## ACTIVITIES
[1] In the blog post, rewrite the paragraph beginning "Now, as for the moral low ground" as a short bulleted list that keeps its main facts.
[2] Extend the blog post with new writing that starts right after its final sentence.

Map of life expectancy at birth from Global Education Project.

Wednesday, December 20, 2017

The moral low ground

An aside: Before getting to today's subject, I ask you to take a look at the previous post. Tax revenues as a percentage of GDP in the U.S. are about 2/3 the average of the Organization for Economic Cooperation and Development average. That's before the tax scam the Republicans just passed. Total taxation in the U.S. is 26% of GDP (and it's already been declining steadily since 2000). It's about 34% in the other wealthy countries. Which, by the way, are healthier, happier and less unequal than the U.S.

Now, as for the moral low ground, one occupant thereof is the recently deceased Bernard Law, the former Archbishop of the Diocese of Boston. He spent his career spouting off sanctimoniously about his version of sexual morality, which as it turns out did not include abstaining from raping children. The Boston Globe discovered that he had a regular policy of covering up for pedophile priests by moving them around from parish to parish, keeping their behavior a secret from parents and law enforcement. This led to the world eventually learning that this was the practice of the Catholic Church worldwide.

The church was in fact in essence a vast conspiracy to provide pedophiles with victims and protection. Everything else was window dressing. They rewarded Law with a cushy sinecure in Rome, by the way. As of now more than 6% of U.S. priests have been accused of child abuse. The figure in Australia is 10%. So don't let your kids near the priests.

## STUDY MATERIAL

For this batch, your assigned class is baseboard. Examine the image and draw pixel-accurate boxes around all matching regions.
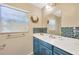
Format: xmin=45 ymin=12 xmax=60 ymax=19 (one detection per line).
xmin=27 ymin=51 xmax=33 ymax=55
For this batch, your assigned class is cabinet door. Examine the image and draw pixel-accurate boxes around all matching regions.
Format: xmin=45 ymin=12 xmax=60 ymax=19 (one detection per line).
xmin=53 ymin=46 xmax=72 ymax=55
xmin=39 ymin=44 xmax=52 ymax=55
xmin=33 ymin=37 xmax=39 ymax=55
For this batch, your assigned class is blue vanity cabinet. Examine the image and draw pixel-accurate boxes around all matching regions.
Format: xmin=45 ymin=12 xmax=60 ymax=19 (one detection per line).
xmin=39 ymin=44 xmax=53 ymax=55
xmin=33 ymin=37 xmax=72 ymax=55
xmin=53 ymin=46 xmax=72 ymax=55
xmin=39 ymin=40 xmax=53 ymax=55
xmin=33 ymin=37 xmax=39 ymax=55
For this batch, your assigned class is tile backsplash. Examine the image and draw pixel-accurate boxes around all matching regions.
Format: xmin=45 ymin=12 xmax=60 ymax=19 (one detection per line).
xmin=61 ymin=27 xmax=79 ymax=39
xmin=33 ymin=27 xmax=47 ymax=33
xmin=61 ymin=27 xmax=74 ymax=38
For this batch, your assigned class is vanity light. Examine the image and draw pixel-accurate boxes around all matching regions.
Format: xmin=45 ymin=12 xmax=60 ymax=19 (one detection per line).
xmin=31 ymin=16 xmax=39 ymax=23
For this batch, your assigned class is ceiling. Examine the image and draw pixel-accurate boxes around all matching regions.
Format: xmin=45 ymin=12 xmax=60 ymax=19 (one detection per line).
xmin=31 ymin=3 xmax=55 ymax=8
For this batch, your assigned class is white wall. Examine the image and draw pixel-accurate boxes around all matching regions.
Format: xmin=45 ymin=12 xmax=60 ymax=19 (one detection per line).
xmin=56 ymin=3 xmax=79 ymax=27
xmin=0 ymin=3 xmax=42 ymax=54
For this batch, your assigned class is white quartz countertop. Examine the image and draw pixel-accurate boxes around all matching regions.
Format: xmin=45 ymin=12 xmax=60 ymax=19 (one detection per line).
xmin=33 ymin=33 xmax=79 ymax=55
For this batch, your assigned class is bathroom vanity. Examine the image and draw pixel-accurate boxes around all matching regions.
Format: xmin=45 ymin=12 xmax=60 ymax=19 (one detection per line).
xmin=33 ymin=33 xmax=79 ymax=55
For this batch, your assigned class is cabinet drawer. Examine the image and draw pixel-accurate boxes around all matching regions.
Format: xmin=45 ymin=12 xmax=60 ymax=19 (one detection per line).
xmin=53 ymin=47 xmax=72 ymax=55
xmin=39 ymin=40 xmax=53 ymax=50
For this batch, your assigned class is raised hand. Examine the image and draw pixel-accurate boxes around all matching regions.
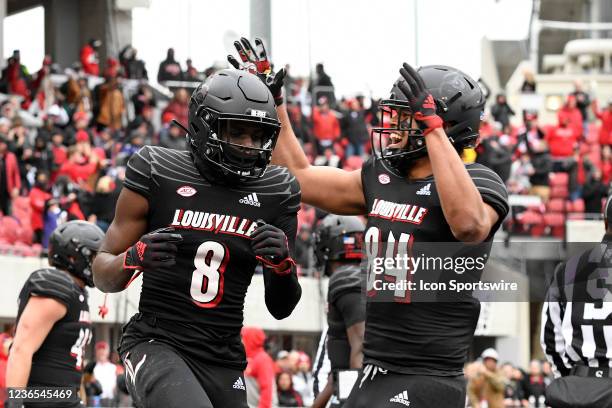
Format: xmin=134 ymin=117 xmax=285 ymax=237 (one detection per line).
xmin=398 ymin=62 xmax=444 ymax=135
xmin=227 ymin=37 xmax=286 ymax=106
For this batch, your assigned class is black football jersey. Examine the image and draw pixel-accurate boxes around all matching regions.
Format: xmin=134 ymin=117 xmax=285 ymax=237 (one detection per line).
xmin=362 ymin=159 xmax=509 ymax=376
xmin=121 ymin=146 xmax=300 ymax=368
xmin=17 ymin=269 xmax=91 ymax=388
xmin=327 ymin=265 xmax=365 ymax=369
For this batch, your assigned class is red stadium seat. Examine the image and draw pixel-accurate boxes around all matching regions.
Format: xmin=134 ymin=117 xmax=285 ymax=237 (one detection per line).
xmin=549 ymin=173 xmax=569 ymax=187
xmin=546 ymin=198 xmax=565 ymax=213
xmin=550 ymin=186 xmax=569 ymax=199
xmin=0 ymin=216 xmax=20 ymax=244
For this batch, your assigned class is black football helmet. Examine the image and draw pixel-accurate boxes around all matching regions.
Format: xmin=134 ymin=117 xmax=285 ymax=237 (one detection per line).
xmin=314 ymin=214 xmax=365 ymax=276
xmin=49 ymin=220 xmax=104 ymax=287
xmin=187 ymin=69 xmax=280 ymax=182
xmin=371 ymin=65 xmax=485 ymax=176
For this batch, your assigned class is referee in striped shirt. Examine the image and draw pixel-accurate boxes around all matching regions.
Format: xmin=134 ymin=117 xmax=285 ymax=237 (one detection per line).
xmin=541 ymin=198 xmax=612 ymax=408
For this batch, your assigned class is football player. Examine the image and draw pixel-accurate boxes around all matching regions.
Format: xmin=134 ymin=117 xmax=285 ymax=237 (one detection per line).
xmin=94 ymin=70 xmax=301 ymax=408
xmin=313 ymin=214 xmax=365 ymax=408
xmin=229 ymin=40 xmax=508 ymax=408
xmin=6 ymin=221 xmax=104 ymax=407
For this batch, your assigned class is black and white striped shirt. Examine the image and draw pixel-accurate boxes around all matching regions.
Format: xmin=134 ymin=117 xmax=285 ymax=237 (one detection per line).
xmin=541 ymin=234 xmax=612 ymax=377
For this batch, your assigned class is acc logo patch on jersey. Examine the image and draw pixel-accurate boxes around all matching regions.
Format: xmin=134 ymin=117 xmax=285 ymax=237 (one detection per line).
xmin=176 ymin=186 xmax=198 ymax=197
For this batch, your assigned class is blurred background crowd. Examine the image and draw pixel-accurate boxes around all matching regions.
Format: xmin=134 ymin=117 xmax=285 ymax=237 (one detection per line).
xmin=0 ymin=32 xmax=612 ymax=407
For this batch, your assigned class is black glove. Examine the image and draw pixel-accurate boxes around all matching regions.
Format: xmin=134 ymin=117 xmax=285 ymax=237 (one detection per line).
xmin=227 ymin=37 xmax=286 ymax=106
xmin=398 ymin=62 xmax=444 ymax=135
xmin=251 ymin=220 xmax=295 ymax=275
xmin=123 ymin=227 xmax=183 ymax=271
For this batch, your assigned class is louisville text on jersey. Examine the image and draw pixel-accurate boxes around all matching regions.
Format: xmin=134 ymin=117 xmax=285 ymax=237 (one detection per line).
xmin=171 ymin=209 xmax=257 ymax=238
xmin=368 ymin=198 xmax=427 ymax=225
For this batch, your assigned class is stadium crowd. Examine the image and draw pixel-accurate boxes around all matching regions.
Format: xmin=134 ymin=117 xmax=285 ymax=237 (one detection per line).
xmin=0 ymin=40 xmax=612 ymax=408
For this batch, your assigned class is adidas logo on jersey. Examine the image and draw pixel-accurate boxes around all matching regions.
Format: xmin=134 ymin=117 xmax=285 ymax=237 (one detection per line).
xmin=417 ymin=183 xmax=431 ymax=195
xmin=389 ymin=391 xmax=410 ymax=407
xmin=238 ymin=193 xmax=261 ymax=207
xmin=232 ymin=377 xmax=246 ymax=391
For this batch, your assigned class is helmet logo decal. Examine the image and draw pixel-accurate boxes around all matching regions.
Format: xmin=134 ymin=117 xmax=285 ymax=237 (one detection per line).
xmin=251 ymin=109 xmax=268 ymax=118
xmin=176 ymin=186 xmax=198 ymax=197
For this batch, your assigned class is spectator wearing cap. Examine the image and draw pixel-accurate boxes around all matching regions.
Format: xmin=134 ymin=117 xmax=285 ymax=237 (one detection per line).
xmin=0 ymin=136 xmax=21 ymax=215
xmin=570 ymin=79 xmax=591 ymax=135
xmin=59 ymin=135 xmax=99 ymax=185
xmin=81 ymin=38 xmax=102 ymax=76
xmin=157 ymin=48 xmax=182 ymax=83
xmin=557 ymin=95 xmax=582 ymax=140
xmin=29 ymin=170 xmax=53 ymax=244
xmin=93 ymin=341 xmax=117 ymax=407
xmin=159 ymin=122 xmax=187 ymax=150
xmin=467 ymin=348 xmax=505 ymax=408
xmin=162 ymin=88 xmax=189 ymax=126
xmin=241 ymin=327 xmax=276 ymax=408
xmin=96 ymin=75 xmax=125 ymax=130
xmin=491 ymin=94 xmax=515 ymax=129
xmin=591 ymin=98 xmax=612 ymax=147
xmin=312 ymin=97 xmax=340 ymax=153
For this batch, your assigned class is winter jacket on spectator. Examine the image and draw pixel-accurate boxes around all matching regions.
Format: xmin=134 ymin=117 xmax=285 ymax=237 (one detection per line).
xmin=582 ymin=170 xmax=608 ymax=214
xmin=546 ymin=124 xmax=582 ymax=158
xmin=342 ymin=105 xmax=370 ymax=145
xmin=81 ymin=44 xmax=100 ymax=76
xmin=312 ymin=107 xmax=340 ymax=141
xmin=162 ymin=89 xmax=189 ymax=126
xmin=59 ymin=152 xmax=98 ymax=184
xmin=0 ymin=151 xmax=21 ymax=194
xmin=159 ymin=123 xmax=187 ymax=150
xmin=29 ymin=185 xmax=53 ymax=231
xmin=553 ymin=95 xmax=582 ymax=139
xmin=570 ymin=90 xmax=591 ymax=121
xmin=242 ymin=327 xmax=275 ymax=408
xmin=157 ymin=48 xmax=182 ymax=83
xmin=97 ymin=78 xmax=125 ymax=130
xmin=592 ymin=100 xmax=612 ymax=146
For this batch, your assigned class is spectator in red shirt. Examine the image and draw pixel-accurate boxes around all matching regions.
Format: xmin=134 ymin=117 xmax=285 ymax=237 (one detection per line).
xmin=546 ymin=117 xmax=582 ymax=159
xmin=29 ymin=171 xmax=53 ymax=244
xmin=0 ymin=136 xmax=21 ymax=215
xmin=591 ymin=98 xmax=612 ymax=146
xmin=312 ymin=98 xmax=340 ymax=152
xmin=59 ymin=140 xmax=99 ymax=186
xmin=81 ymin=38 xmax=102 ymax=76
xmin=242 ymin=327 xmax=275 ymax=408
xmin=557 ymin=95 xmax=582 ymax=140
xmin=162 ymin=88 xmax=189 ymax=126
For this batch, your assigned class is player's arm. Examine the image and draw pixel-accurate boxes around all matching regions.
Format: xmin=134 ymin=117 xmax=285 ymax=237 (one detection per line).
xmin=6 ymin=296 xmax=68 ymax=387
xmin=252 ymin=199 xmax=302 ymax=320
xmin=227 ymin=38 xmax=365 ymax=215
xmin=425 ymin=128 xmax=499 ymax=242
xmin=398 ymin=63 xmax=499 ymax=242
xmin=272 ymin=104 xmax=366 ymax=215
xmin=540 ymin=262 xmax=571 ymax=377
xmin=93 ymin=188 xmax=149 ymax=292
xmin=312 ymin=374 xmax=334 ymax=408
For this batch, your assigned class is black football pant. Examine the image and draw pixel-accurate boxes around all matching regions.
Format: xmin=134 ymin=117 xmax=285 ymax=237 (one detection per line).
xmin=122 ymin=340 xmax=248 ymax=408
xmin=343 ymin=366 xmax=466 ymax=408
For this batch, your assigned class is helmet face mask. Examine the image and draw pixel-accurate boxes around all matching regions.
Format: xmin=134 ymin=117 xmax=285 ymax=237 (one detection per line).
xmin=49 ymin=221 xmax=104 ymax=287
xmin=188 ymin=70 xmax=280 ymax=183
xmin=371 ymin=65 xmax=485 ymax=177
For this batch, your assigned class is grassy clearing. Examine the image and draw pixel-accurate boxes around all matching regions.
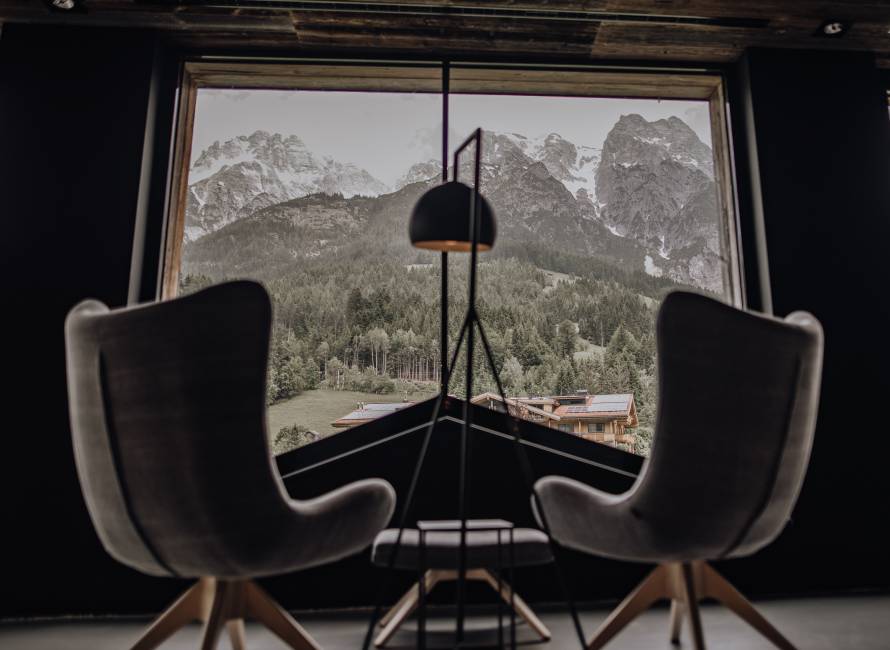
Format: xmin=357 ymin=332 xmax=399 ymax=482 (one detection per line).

## ANSWERS BELOW
[1]
- Bernard Law, the recently deceased former Archbishop of the Diocese of Boston, is one occupant of the moral low ground.
- Throughout his career he preached his version of sexual morality, which did not include abstaining from raping children.
- The Boston Globe discovered that he routinely covered for pedophile priests by moving them from parish to parish, hiding their behavior from parents and law enforcement.
- This eventually led the world to learn that this was the Catholic Church's practice worldwide.

[2]
Law is going to get a big fancy funeral presided over by the pope.

4 comments:

Gay Boy Bob said...


Bishop Law knew, and having that knowledge that crimes were being committed and NOT reporting it to the authorities is probably a criminal act. Why he wasn't prosecuted by the authorities after this was learned is a mystery to me.

As for the tax harangue, making comparisons to Europe is not helpful. We are not Europe and we are not a "democratic socialist" nation.









Cervantes said...

Law was not prosecuted because he fled to the Vatican, out of reach of prosecutors.

What is wrong with being a democratic socialist nation? The European countries have, as I say, healthier, happier people than we do. Less poverty, longer lives, less disease, less inequality. Why is that bad?

Gay Boy Bob said...


My statement was that Americans are not like Europeans and I think that's true. Our culture is different. Our country was born through revolution against a big, intrusive and oppressive centralized government. That's why this country was constituted around federalism of the states.

If, in the future, voters decide they want cradle-to-grave care from the central government in exchange for less liberty and more collectivism, they can vote to make that change.

But for now, it appears that idea has become a tough sell for the Democratic Socialists.




Don Quixote said...

GBB writes:

"Our country was born through revolution against a big, intrusive and oppressive centralized government."

Let's hope our history now repeats itself!